Supplied passage:
That's going in at a much lower level. Even swapfiles don't assume
buffer_heads.
When playing with bmap() one needs to be careful that nobody has truncated
the file on you, else you end up writing to disk blocks which aren't part
of the file any more.
All this (and a set_fs(KERNEL_DS), ug) looks like a step backwards to me.
Operating at the pagecache a_ops level looked better, and more
filesystem-independent.
I haven't looked at this patch at all closely yet. Do I really need to?
On Friday May 12, [email protected] wrote:
> NeilBrown <[email protected]> wrote:
> >
> > If md is asked to store a bitmap in a file, it tries to hold onto the
> > page cache pages for that file, manipulate them directly, and call a
> > cocktail of operations to write the file out. I don't believe this is
> > a supportable approach.
>
> erk. I think it's better than...
>
> > This patch changes the approach to use the same approach as swap files.

Entries supplied:

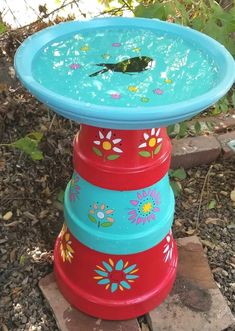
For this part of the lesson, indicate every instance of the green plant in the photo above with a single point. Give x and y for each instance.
(29, 145)
(176, 176)
(3, 27)
(184, 129)
(206, 16)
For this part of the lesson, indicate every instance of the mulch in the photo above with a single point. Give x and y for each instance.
(31, 212)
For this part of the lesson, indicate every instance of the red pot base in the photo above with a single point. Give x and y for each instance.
(76, 281)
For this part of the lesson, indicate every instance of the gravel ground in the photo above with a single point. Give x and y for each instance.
(31, 214)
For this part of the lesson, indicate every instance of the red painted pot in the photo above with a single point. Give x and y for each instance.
(114, 287)
(122, 159)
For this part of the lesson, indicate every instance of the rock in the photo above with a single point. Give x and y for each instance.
(70, 319)
(7, 216)
(195, 303)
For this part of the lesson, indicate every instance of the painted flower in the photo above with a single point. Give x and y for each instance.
(152, 143)
(168, 247)
(144, 99)
(116, 44)
(66, 250)
(107, 146)
(158, 91)
(106, 56)
(74, 66)
(85, 48)
(133, 88)
(145, 206)
(115, 95)
(116, 276)
(74, 188)
(136, 49)
(101, 215)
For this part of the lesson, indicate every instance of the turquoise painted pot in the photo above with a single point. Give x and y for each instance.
(119, 222)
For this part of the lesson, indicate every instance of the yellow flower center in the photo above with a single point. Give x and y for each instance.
(152, 142)
(106, 145)
(147, 207)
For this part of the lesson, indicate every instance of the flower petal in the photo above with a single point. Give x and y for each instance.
(101, 135)
(131, 276)
(127, 270)
(116, 149)
(134, 202)
(132, 212)
(107, 266)
(119, 265)
(146, 136)
(139, 196)
(109, 134)
(103, 281)
(109, 211)
(125, 284)
(116, 141)
(142, 145)
(114, 287)
(101, 273)
(166, 249)
(139, 220)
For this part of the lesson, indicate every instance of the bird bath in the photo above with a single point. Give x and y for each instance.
(124, 80)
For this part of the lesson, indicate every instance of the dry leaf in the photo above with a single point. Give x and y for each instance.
(7, 216)
(190, 231)
(211, 220)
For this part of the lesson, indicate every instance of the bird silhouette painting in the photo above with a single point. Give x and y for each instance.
(128, 66)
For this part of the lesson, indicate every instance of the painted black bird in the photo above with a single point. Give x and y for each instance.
(132, 65)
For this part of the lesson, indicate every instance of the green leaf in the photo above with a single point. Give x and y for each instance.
(35, 136)
(22, 259)
(3, 27)
(157, 149)
(176, 187)
(28, 146)
(36, 155)
(92, 218)
(106, 224)
(145, 154)
(97, 151)
(179, 174)
(113, 157)
(212, 204)
(60, 196)
(183, 128)
(233, 99)
(197, 127)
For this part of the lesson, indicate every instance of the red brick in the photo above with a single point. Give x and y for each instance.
(195, 151)
(71, 319)
(195, 303)
(223, 140)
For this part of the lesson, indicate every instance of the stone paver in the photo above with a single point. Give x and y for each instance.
(195, 303)
(192, 152)
(71, 319)
(224, 139)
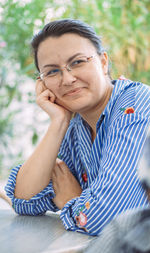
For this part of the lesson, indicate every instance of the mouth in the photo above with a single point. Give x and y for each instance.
(73, 92)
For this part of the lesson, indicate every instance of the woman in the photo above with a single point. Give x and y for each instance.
(95, 177)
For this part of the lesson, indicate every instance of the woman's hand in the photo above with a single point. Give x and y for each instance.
(46, 100)
(65, 185)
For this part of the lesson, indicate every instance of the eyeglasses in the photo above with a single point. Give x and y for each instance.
(54, 74)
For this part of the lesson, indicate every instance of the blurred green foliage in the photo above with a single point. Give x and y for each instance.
(123, 24)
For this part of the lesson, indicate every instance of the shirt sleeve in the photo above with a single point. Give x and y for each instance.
(41, 202)
(37, 205)
(116, 187)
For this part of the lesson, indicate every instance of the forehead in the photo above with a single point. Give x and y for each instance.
(61, 48)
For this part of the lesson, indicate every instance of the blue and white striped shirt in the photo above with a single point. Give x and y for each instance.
(110, 163)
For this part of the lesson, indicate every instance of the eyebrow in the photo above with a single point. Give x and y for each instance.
(70, 59)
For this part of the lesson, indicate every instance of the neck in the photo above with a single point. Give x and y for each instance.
(92, 116)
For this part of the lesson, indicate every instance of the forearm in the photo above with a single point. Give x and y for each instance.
(36, 172)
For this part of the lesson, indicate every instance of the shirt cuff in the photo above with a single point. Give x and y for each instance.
(38, 204)
(74, 216)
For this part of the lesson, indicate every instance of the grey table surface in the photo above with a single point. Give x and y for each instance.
(38, 234)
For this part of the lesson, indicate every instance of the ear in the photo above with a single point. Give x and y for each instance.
(104, 62)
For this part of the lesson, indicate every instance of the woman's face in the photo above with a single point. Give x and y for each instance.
(80, 90)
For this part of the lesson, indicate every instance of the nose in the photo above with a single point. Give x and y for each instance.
(67, 77)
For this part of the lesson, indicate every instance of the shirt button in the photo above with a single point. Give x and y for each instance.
(84, 177)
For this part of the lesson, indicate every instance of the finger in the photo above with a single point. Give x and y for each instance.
(40, 87)
(63, 167)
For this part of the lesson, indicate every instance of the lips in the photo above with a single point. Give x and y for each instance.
(73, 92)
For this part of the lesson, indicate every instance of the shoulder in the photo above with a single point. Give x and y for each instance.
(130, 97)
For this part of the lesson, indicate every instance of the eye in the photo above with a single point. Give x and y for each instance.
(77, 62)
(52, 72)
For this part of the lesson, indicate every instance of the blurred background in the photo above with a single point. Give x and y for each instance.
(124, 26)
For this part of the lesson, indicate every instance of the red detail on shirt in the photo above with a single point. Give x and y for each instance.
(129, 110)
(84, 177)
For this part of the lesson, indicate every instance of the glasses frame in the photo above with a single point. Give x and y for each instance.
(67, 67)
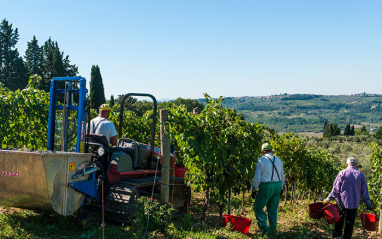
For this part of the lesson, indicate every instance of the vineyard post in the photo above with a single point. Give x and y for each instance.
(165, 151)
(380, 215)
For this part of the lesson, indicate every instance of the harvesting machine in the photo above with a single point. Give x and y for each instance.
(79, 169)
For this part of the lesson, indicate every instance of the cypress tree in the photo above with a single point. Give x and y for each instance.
(97, 93)
(13, 72)
(347, 130)
(112, 101)
(326, 133)
(33, 57)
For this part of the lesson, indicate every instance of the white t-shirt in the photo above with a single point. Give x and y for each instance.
(264, 169)
(100, 125)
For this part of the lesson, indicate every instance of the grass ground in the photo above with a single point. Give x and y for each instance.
(293, 222)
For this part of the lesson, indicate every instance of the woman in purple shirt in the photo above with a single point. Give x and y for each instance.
(348, 188)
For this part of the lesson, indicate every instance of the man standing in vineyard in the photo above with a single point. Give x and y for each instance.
(348, 188)
(101, 125)
(269, 180)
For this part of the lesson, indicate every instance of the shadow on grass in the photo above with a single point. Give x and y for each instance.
(43, 225)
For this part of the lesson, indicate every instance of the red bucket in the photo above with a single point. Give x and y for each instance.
(315, 210)
(240, 224)
(331, 214)
(369, 221)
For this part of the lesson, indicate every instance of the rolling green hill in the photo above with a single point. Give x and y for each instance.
(307, 113)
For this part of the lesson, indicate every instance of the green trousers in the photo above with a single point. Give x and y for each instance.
(269, 196)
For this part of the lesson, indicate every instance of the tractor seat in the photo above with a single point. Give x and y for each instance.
(99, 139)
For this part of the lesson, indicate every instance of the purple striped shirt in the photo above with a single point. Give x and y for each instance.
(348, 188)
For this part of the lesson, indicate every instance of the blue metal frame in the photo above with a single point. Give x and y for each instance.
(80, 147)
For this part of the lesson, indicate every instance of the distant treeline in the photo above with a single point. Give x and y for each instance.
(308, 113)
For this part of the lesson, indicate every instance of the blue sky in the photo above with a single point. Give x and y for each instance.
(184, 48)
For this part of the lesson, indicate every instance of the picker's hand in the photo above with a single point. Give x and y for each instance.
(253, 194)
(369, 206)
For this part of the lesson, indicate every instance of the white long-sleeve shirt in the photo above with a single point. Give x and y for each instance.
(264, 169)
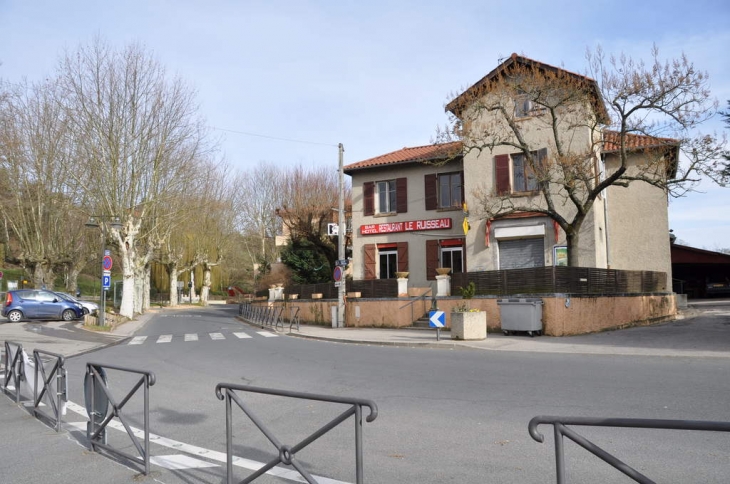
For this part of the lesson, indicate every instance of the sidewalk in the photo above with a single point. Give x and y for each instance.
(691, 335)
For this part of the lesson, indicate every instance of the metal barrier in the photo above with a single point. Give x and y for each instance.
(263, 315)
(14, 368)
(293, 317)
(96, 379)
(55, 396)
(561, 430)
(287, 453)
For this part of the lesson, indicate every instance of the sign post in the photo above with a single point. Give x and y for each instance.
(437, 319)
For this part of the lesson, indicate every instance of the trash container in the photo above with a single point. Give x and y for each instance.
(521, 314)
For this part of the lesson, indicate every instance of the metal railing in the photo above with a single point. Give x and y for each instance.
(14, 369)
(560, 427)
(293, 317)
(263, 315)
(96, 379)
(54, 395)
(286, 453)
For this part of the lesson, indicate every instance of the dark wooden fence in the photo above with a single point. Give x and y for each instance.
(535, 280)
(567, 280)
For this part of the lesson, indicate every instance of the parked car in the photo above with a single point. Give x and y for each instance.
(39, 304)
(87, 306)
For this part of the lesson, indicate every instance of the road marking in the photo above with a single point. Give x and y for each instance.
(213, 455)
(177, 462)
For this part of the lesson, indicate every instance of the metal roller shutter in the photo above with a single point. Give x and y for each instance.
(521, 253)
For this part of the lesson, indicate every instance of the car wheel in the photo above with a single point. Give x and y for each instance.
(15, 316)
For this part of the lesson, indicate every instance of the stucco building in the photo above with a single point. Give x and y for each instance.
(411, 206)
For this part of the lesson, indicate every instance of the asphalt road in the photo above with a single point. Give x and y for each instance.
(445, 415)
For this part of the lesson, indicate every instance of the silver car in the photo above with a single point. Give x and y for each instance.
(86, 306)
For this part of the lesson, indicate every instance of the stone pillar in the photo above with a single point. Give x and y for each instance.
(443, 286)
(402, 287)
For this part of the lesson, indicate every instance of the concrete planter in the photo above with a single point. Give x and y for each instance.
(469, 325)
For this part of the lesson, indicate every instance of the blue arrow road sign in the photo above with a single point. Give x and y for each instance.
(436, 319)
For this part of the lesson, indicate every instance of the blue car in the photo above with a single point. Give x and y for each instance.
(39, 304)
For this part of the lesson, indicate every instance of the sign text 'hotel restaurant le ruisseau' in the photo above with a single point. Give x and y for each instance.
(409, 226)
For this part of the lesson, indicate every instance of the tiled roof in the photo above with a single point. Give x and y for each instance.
(446, 150)
(457, 104)
(635, 141)
(410, 155)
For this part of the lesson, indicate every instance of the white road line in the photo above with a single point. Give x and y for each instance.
(253, 465)
(177, 462)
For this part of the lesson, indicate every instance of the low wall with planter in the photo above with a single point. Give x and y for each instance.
(562, 315)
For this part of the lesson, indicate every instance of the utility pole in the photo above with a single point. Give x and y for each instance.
(341, 236)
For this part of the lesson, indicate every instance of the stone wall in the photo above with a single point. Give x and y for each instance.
(562, 315)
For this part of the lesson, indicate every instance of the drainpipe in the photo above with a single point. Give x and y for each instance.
(605, 218)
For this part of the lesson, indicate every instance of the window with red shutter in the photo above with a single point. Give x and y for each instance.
(501, 166)
(401, 195)
(368, 195)
(369, 259)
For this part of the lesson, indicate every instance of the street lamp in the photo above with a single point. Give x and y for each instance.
(99, 221)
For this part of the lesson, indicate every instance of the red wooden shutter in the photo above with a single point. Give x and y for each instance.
(402, 256)
(369, 253)
(501, 165)
(401, 195)
(432, 259)
(431, 191)
(368, 193)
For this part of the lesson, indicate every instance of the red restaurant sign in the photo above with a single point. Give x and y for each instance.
(409, 226)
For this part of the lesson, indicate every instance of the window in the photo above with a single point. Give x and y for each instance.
(444, 190)
(521, 253)
(515, 174)
(452, 257)
(388, 259)
(450, 190)
(386, 196)
(390, 196)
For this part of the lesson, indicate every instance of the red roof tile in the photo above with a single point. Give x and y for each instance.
(410, 155)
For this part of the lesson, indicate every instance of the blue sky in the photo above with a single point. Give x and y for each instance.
(373, 75)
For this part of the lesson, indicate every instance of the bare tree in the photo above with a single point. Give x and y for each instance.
(560, 123)
(42, 204)
(138, 138)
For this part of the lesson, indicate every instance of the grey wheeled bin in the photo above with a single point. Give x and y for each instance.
(521, 314)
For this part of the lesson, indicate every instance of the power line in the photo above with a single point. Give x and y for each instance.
(275, 138)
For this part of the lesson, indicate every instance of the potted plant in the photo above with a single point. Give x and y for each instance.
(468, 323)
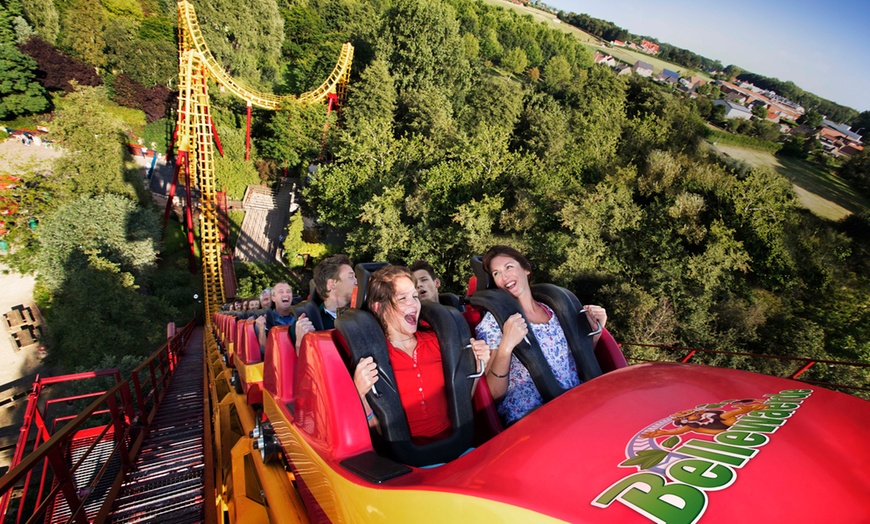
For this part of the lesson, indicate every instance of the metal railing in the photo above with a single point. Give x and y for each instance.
(67, 475)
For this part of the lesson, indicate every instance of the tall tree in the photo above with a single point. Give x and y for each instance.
(57, 70)
(423, 46)
(20, 93)
(82, 26)
(245, 36)
(110, 227)
(95, 150)
(43, 16)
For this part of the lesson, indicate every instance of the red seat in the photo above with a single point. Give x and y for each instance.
(279, 365)
(328, 409)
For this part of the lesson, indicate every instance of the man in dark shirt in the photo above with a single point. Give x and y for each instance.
(282, 297)
(334, 279)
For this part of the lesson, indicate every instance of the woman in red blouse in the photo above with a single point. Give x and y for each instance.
(414, 355)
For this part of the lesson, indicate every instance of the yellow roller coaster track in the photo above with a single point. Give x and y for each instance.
(191, 40)
(194, 128)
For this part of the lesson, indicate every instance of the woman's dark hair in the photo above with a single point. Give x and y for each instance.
(505, 251)
(382, 291)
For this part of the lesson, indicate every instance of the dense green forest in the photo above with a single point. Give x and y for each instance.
(468, 125)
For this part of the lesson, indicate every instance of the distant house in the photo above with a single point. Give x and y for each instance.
(642, 68)
(692, 82)
(622, 69)
(607, 60)
(733, 110)
(736, 97)
(839, 139)
(649, 47)
(843, 129)
(773, 115)
(667, 77)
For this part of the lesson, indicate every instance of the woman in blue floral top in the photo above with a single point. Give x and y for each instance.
(509, 381)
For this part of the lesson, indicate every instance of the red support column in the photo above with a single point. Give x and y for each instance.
(188, 215)
(180, 161)
(248, 135)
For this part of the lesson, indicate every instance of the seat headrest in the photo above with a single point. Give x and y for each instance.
(364, 272)
(313, 295)
(451, 300)
(484, 281)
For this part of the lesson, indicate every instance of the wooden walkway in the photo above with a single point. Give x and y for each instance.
(266, 216)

Written tasks:
1. According to the md bitmap discussion, what must one be careful about when using bmap()?
2. From the md bitmap discussion, extract the part that opens with the words containing "All this (and" and closes with "filesystem-independent.".
3. Decide whether each statement agrees with the md bitmap discussion, and quote the words that settle it. (a) Swapfiles assume buffer_heads. (b) Operating at the pagecache a_ops level is described as more filesystem-independent. (c) The patch makes md use the same approach as swap files.
Work only from the md bitmap discussion, not from the items.

Correct answers:
1. One must make sure nobody has truncated the file, or one ends up writing to disk blocks that are no longer part of the file.

2.
All this (and a set_fs(KERNEL_DS), ug) looks like a step backwards to me.
Operating at the pagecache a_ops level looked better, and more
filesystem-independent.

3.
(a) No: "Even swapfiles don't assume buffer_heads."
(b) Yes: "Operating at the pagecache a_ops level looked better, and more filesystem-independent."
(c) Yes: "This patch changes the approach to use the same approach as swap files."